_EXERCISE_
Output all entries precisely.

ENTRIES SUPPLIED section start

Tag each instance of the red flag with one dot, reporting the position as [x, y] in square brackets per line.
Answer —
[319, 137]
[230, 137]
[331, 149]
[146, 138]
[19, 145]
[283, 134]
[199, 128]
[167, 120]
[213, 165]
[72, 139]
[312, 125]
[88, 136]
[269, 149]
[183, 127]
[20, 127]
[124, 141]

ENTRIES SUPPLIED section end

_EXERCISE RESPONSE_
Tag each instance of the red flag with one dot, reporting the position as [x, y] in square brackets per line.
Answer —
[319, 137]
[230, 137]
[331, 149]
[146, 138]
[19, 145]
[283, 134]
[199, 128]
[167, 120]
[213, 165]
[72, 139]
[312, 125]
[88, 136]
[269, 149]
[183, 127]
[20, 127]
[124, 141]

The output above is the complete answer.